TASK TO COMPLETE: The listing beneath should be written out in full, exactly as shown.

ENTRIES SHOWN:
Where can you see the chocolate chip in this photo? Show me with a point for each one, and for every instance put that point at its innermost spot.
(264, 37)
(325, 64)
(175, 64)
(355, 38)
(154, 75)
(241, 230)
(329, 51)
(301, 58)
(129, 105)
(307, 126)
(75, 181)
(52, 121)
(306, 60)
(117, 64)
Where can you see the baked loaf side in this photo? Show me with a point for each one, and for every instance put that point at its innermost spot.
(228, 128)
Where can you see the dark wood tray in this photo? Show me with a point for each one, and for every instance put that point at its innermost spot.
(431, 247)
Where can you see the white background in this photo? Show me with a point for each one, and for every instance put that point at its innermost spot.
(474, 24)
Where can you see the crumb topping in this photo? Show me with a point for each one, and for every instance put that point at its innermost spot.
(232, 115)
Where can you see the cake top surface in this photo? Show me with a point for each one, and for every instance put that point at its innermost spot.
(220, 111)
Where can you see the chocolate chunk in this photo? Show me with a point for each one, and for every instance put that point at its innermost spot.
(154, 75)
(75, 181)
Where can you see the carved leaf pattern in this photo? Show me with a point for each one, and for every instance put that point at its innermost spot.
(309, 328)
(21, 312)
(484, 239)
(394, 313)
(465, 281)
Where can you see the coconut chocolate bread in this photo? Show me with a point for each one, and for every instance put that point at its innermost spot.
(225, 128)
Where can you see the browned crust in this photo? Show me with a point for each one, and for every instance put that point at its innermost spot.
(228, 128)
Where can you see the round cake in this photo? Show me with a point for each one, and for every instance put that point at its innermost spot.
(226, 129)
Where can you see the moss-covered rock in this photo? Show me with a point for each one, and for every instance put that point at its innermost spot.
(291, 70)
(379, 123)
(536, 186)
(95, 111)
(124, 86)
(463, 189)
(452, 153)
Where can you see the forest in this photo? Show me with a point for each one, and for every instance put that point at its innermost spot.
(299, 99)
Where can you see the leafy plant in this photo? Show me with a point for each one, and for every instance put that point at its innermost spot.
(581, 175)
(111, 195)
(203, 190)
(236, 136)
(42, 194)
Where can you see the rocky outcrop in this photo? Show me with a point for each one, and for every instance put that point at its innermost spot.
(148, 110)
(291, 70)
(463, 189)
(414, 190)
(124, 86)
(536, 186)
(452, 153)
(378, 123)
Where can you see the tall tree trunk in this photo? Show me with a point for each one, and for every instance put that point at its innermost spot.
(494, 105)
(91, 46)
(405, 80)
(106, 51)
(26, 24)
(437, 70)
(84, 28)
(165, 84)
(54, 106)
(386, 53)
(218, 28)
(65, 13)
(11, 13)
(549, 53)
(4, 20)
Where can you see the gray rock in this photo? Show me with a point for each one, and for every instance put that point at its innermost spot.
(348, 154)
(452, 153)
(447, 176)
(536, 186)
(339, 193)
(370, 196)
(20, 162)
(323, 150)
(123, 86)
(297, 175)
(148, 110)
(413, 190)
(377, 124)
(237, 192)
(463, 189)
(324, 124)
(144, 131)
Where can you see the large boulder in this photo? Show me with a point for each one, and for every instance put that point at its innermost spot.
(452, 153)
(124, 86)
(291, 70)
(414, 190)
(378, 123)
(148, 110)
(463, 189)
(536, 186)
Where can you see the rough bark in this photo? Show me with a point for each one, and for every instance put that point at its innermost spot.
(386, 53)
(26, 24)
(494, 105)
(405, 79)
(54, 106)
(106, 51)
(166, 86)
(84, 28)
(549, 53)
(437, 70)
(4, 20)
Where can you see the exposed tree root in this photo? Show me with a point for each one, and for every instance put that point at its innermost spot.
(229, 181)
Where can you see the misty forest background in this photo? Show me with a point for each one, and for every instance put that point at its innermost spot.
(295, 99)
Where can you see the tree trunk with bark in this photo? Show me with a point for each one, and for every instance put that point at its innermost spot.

RESPONSE:
Where can you see the chocolate chip in this photo? Show me with a point for each one, and for every instance put that point at its innermost spot.
(264, 37)
(325, 64)
(175, 64)
(355, 38)
(154, 75)
(241, 230)
(329, 51)
(301, 58)
(129, 105)
(307, 126)
(75, 181)
(52, 121)
(306, 60)
(117, 64)
Where can you see the baked loaf side in this photo? Show me with a point for each one, and for every instance put that point at its innermost spot.
(228, 128)
Where can you see the dark wood tray in this photo? Show me with a point for each one, and for every instance put that point at its innermost spot.
(431, 247)
Where can you see the white background in this photo? Show me with a point for each one, and for every instance put that point at its innermost spot.
(474, 24)
Where can you see the crumb topping in this photo? Show me with a point for each one, and for every instance put that point at its innermost spot.
(232, 115)
Where can you see the cake top surface in this photo? Show me with a point for each one, and for every instance put that point at its innermost spot.
(220, 111)
Where can you see the chocolate chunk in this photo? Show me with a point for each one, and for every instance put that point at its innermost spot.
(154, 75)
(75, 181)
Where can you see the carved leaf pattern in this photo? Show me with a point for each one, and for every instance put that point at its innermost spot.
(309, 328)
(21, 312)
(484, 239)
(394, 313)
(465, 281)
Where can you see the coconut chocolate bread in this photo? Show me with a point for each one, and for every instance put that point at its innermost spot.
(225, 128)
Where can you see the browned crust in this photo? Show me with a point for each one, and for every instance put that point at its innermost spot.
(228, 128)
Where can you see the round cake in this photo? Show me with a point for each one, and for every instance put that point at its innermost spot.
(226, 129)
Where can you see the moss-covered rock in this photo? Show me with a point for each one, and for every instance put that point at its innermost spot.
(291, 70)
(379, 123)
(536, 186)
(95, 111)
(124, 86)
(463, 189)
(452, 153)
Where can you see the forest in this photo? Show me with a point for each one, and for every instance put that point at its innermost spot.
(299, 99)
Where can you see the leafy plant in this photo? Show me with a point for each one, and for every instance put that point at its innermost spot.
(581, 175)
(111, 195)
(203, 190)
(236, 136)
(42, 194)
Where can you see the rocky outcrop in this photo? Show me with a point for each one, and for every instance put that point at its innermost spot.
(148, 110)
(291, 70)
(463, 189)
(414, 190)
(124, 86)
(536, 186)
(452, 153)
(378, 123)
Where can you see the tall tree trunk in this photo? Show me with a point for each one, and for every instance put that point at its innermost spot.
(494, 105)
(91, 46)
(405, 80)
(106, 51)
(26, 24)
(437, 70)
(84, 28)
(165, 84)
(54, 106)
(386, 53)
(218, 28)
(65, 13)
(11, 13)
(549, 53)
(4, 20)
Where can you see the gray rock in this photo? Show me with a point for each one, and for every instance put that point at its innermost spot.
(348, 154)
(452, 153)
(447, 176)
(536, 186)
(339, 193)
(370, 196)
(20, 162)
(323, 150)
(123, 86)
(297, 175)
(148, 110)
(413, 190)
(377, 124)
(237, 192)
(463, 189)
(324, 124)
(144, 131)
Where can you see the large boulder in this photo? Show me with a point for each one, and for every instance put that point at its innermost spot.
(452, 153)
(124, 86)
(291, 70)
(414, 190)
(378, 123)
(148, 110)
(463, 189)
(536, 186)
Where can you see the rough bark in this photo? Show me with a point for each one, and for every instance put that point at its innermost spot.
(386, 53)
(26, 24)
(494, 105)
(405, 79)
(54, 106)
(106, 51)
(166, 86)
(84, 28)
(549, 53)
(437, 70)
(4, 20)
Where can you see the exposed tree root in this photo? Show me with a point for each one, and for every instance put that point at its innermost spot.
(229, 181)
Where can you see the misty forest background in this photo? Show me with a point for each one, and for every instance put that point at its innermost spot.
(295, 99)
Where can you see the tree trunk with bark in this photo? Show me with a point for each one, and for every instance put that point at its innermost spot.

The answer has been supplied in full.